[TEXTO PARA LEITURA]
┌──

Moisés de Souza foi imediatamente condenado a dois anos de reclusão por furtar R$ 0,15 do bolso de uma pessoa caída no chão. Antônio Luís foi imediatamente condenado a 2 anos e 8 meses de prisão por furtar uma colher de pedreiro no valor de R$ 4. Diogo da Silva foi condenado a 1 ano e 4 meses de reclusão e teve habeas corpus negado por tentar furtar 4 barras de chocolate em um mercado. Jairo Bonfim foi imediatamente condenado a 1 ano e 8 meses no semiaberto por furtar e devolver depois uma carteira com R$ 1,80 e cartões. Ricardo Mansur demorou 20 anos para ser condenado a 5 anos e meio de semiaberto pelo desvio de mais de R$ 42 milhões.
No Brasil pós-Lava Jato, quem tem dinheiro, prestígio e poder passou a receber punições por crimes. Mas elas não chegam nem perto do rigor da lei que pesa sobre o cidadão comum.
Os casos que eu relatei no primeiro parágrafo são os chamados “crimes de bagatela” que foram analisados em recursos ao STF e STJ. Todos casos reais, que mereciam punição, mas a disparidade tanto do tamanho da pena quanto do tratamento dado ao réu é absolutamente chocante. Infelizmente, por aqui ainda vale a máxima “todos são iguais perante a lei, mas uns são mais iguais que os outros”.

└──

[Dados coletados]
┌──

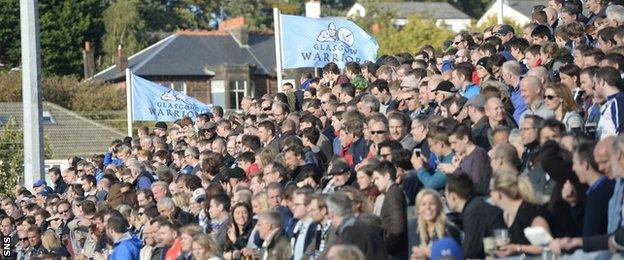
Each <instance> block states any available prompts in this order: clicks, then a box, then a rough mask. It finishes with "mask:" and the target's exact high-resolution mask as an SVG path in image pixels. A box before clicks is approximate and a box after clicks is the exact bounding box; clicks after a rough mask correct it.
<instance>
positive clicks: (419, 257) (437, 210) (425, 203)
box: [412, 189, 461, 259]
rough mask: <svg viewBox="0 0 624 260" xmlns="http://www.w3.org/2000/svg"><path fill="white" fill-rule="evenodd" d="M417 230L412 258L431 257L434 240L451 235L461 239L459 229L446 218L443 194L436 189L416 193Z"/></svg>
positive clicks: (450, 235)
mask: <svg viewBox="0 0 624 260" xmlns="http://www.w3.org/2000/svg"><path fill="white" fill-rule="evenodd" d="M416 216H417V217H416V219H417V221H418V224H417V225H418V229H417V230H416V239H415V242H416V243H415V245H414V247H413V248H412V259H414V258H429V257H430V256H431V251H430V247H431V244H432V243H433V241H435V240H438V239H441V238H444V237H451V238H453V239H454V240H455V241H461V240H460V231H459V229H458V228H457V227H456V226H455V225H454V224H453V223H451V222H449V221H448V220H447V218H446V214H444V202H443V201H442V196H441V195H440V194H439V193H438V192H437V191H435V190H432V189H423V190H421V191H420V192H419V193H418V195H416Z"/></svg>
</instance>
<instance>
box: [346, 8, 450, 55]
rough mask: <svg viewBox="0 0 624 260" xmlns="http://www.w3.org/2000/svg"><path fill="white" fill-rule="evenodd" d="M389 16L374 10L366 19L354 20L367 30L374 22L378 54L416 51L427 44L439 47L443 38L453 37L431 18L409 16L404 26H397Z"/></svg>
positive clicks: (359, 18)
mask: <svg viewBox="0 0 624 260" xmlns="http://www.w3.org/2000/svg"><path fill="white" fill-rule="evenodd" d="M371 10H375V9H371ZM390 17H393V15H392V13H379V12H375V13H372V14H371V16H369V15H368V14H367V18H366V19H364V18H359V19H356V20H355V22H356V23H358V24H359V25H360V26H361V27H362V28H366V29H367V30H369V31H372V30H371V29H370V28H372V27H373V25H374V24H377V26H378V27H379V31H377V32H372V34H373V36H374V37H375V39H377V42H378V43H379V52H378V55H384V54H396V53H400V52H409V53H416V52H418V51H420V49H421V48H422V47H423V46H425V45H428V44H430V45H432V46H434V47H436V48H440V47H441V46H442V43H443V42H444V41H445V40H448V39H450V38H451V37H453V32H451V31H450V30H448V29H446V28H441V27H438V26H437V25H436V24H435V22H434V21H433V20H429V19H422V18H420V17H418V16H410V17H408V19H407V24H406V25H405V26H403V27H402V28H397V27H396V26H395V25H393V24H392V22H391V21H392V20H391V18H390Z"/></svg>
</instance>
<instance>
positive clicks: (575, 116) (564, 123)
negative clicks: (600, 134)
mask: <svg viewBox="0 0 624 260" xmlns="http://www.w3.org/2000/svg"><path fill="white" fill-rule="evenodd" d="M544 98H546V105H547V106H548V107H549V108H550V109H552V110H553V111H554V112H555V118H556V119H557V120H558V121H560V122H562V123H563V124H564V125H565V127H566V131H574V132H576V133H580V132H581V131H583V126H584V123H583V118H582V117H581V115H579V113H577V112H576V109H577V108H576V102H575V101H574V99H572V95H571V93H570V90H569V89H567V87H565V86H564V85H562V84H554V83H551V84H548V85H546V88H545V91H544Z"/></svg>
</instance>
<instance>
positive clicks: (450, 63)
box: [441, 60, 453, 73]
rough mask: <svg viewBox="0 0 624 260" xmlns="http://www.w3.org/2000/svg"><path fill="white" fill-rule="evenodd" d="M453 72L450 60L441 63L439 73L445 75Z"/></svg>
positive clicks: (442, 61)
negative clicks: (445, 72)
mask: <svg viewBox="0 0 624 260" xmlns="http://www.w3.org/2000/svg"><path fill="white" fill-rule="evenodd" d="M451 70H453V63H452V62H451V61H450V60H445V61H442V69H441V72H442V73H445V72H448V71H451Z"/></svg>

└──

[TAREFAS PROPOSTAS]
• A. Reproduza sem nenhuma alteração as linhas dos registros, do início dos registros até a linha que contém “box: [412, 189, 461, 259]”, incluindo ambas as extremidades. Omita as imagens na resposta.
• B. Prossiga o texto sobre a disparidade das punições no Brasil a partir do ponto em que ele termina.

[RESPOSTAS EM SEQUÊNCIA]
• A.
Each <instance> block states any available prompts in this order: clicks, then a box, then a rough mask. It finishes with "mask:" and the target's exact high-resolution mask as an SVG path in image pixels. A box before clicks is approximate and a box after clicks is the exact bounding box; clicks after a rough mask correct it.
<instance>
positive clicks: (419, 257) (437, 210) (425, 203)
box: [412, 189, 461, 259]

• B.
No final de 2017, meu colega Lúcio Vaz fez um extenso e excelente levantamento organizando 150 casos de crimes de bagatela que chegaram aos tribunais superiores. Num artigo revelador, além de contar os casos individualmente, ele teve a paciência de organizar os tipos de recursos e crimes, chegando a conclusões surpreendentes como a de que o chocolate em barra é o objeto do desejo mais comum dos que vão para trás das grades por pequenos furtos. Recomendo vivamente a leitura:
LEIA MAIS: “Crimes de bagatela”: tribunal superior julga de roubo de galinha a furto de moedas
É sempre conveniente lembrar que a culpa e as penas não são estipuladas pelos tribunais superiores, são definidas pelas instâncias inferiores. Apenas questões técnicas são julgadas por esses tribunais. A questão é que, quando se analisa a tramitação completa dos processos, fica escancarado que temos duas Justiças no Brasil: a do andar de cima e a do andar de baixo.
No andar de cima, temos uma série de políticos choramingando a dureza das penas que lhes são impostas depois de vilipendiar direitos sobretudo da população mais pobre, abastecendo o próprio bolso com o pão tirado da mesa do povo. Não raro, essas penas são menores e mais brandas que as impostas a este mesmo povo se, num momento de aperto ou loucura, resolver furtar uma barra de chocolate em um mercado.
A diferença de tratamento entre poderosos e cidadãos comuns faz com que eu não tenha absolutamente nenhuma pena dos políticos e poderosos que reclamam de perseguição do Judiciário em processos de improbidade. Eles nem sabem o que é rigor.
Recentemente, o ministro Alexandre de Moraes, do Supremo Tribunal Federal, dedicou 17 páginas a explicar numa sentença por que a pena de 5 anos e 6 meses de prisão no semiaberto pelo desvio de R$ 42 milhões de reais há 21 anos não vai ser nem extinta por prescrição nem seu cumprimento será ainda mais adiado, como pediu a defesa. Fosse a pena proporcional à das histórias sinistras envolvendo barras de chocolate, o empresário não teria ficado livre, leve e solto desde 1998 enquanto seus excelentes advogados trabalham.
O caso de Ricardo Mansur é tão antigo que os jovens provavelmente não se lembram nem das empresas envolvidas no escândalo: Banco Crefisul, Mesbla e Mappin. Os primeiros problemas do empresário com a lei vieram quando ele não conseguiu honrar junto ao Banco Bradesco os empréstimos feitos para a aquisição das duas gigantes do varejo brasileiro, Mesbla e Mappin. Mas o processo atual é da outra empresa.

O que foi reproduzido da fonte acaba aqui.